### TEXT EXTRACT

------------------------------------

Sunday, November 6, 2011

Bye Bye Student Loan

After working for just over a year, we are so glad to have paid off our student loan. One of the main financial goals we set for ourselves was to eliminate this debt as soon as we could.

When meeting with a financial planner early in our marriage, we wanted to handle our finances in a Biblical manner. We know that scripture states: "The rich rules over the poor, and the borrower is the slave of the lender" Proverbs 22:7. We wanted to stop being slaves to Sallie Mae who took most of our expendable income for the first 15 months of our marriage.

We have listened to many radio shows and podcasts by Dave Ramsey, and we are huge fans of his ideals. As he says, we've kicked Sallie Mae out of our house, and we now have more financial freedom.

Saturday, November 5, 2011

Beautiful flowers

From my wonderful husband...Love him.

Sunday, September 25, 2011

My new best friend

After several hours of sweat and frustration while trying to replace the heating elements of our water heaters, a family friend recommended trying a tool designed specifically for the heating element. Channel locks worked for 3 of the 4 elements but the 4th was too stubborn. I prayed that God would give me the strength to remove the element, but instead God gave me an $8 tool.
We've now spent 10 nights in the new home, and we are very thankful for hot water. We'll continue to post about the process, the move, and updates on the new home for the next few weeks.

Monday, September 12, 2011

The keys to our new home!

Yep, those keys unlock the door to our new home. We have been bursting at the seams keeping this under wraps, and now we are happy to share it with everyone. We have been searching for and praying about a home for months, but just couldn't find "the one." Then this beauty came along.
Actually, we stumbled across it about 6 months ago but the timing was not right. Even then, we weren't impressed by the photos in the listing and almost passed it up. I'm so glad I made Cary drive out to see it, because we both really liked it. We are so excited to make it our own.

It has been a long process with tons of excitement, dozens of questions, and quite a bit of stress, but in the end, God blessed us with a house. We are looking forward to turning it into our home.

------------------------------------

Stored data
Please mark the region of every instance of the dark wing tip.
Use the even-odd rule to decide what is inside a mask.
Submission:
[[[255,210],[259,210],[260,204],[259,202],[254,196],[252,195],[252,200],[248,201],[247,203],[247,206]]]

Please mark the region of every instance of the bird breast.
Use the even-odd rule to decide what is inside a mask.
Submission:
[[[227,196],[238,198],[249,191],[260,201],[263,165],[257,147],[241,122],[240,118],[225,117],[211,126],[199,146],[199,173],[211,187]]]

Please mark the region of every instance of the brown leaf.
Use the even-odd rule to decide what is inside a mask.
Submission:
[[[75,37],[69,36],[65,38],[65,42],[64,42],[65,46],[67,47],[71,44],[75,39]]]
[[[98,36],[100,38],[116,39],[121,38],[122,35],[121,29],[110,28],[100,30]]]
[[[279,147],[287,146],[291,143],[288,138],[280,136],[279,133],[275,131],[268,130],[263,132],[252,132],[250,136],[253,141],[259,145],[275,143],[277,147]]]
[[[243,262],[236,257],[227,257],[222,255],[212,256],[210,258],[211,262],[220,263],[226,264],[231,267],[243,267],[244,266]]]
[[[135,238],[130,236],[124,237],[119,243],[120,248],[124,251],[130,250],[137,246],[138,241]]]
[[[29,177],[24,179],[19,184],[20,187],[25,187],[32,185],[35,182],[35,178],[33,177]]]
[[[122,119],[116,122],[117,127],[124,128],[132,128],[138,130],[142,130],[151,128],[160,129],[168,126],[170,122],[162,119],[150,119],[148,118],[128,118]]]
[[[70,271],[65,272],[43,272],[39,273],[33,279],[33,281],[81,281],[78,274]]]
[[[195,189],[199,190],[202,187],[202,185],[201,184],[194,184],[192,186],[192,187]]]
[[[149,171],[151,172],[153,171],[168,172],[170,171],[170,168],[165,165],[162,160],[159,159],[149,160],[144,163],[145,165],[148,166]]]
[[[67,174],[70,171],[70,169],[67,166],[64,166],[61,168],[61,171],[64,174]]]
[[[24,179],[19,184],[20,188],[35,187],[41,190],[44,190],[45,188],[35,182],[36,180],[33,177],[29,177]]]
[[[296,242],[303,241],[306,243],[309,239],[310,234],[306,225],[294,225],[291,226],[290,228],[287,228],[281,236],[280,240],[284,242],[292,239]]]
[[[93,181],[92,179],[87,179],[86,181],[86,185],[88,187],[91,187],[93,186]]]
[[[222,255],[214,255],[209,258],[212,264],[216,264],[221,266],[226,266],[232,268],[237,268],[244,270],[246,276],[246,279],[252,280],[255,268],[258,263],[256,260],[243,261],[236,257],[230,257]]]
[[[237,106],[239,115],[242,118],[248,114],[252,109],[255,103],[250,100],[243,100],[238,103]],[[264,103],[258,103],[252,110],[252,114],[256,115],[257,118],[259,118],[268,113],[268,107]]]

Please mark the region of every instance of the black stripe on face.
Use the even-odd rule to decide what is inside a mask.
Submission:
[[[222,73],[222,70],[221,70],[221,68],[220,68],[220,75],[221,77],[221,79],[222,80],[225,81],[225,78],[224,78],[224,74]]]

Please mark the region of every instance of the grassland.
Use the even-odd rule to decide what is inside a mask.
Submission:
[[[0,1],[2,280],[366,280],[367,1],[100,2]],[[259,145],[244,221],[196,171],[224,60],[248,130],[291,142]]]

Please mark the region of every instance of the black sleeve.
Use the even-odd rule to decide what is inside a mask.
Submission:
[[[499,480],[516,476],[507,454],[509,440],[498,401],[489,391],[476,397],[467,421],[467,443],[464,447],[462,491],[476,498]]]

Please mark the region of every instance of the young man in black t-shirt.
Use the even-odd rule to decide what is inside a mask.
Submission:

------------------------------------

### SET OF TASKS
1. List the titles of all the posts in the blog above.
2. Resize the stored data from the line with "Please mark the region of every instance of the grassland." up to and including the final line of the stored data. Write out every line again, requests included, with each polygon coordinate in the submissions multiplied by 1.15 and rounded to a whole number, halves rounded up.

### OUTPUTS FOR THE TASKS
1.
Bye Bye Student Loan
Beautiful flowers
My new best friend
The keys to our new home!

2.
Please mark the region of every instance of the grassland.
Use the even-odd rule to decide what is inside a mask.
Submission:
[[[0,1],[2,322],[421,322],[422,1],[115,2]],[[298,167],[281,254],[225,197],[258,69],[285,150],[335,163]]]

Please mark the region of every instance of the black sleeve.
Use the even-odd rule to decide what is inside a mask.
Submission:
[[[574,552],[593,547],[583,522],[585,506],[573,461],[562,450],[547,457],[537,484],[537,509],[534,514],[531,565],[547,573]]]

Please mark the region of every instance of the young man in black t-shirt.
Use the even-odd rule to decide what is inside a mask.
Submission:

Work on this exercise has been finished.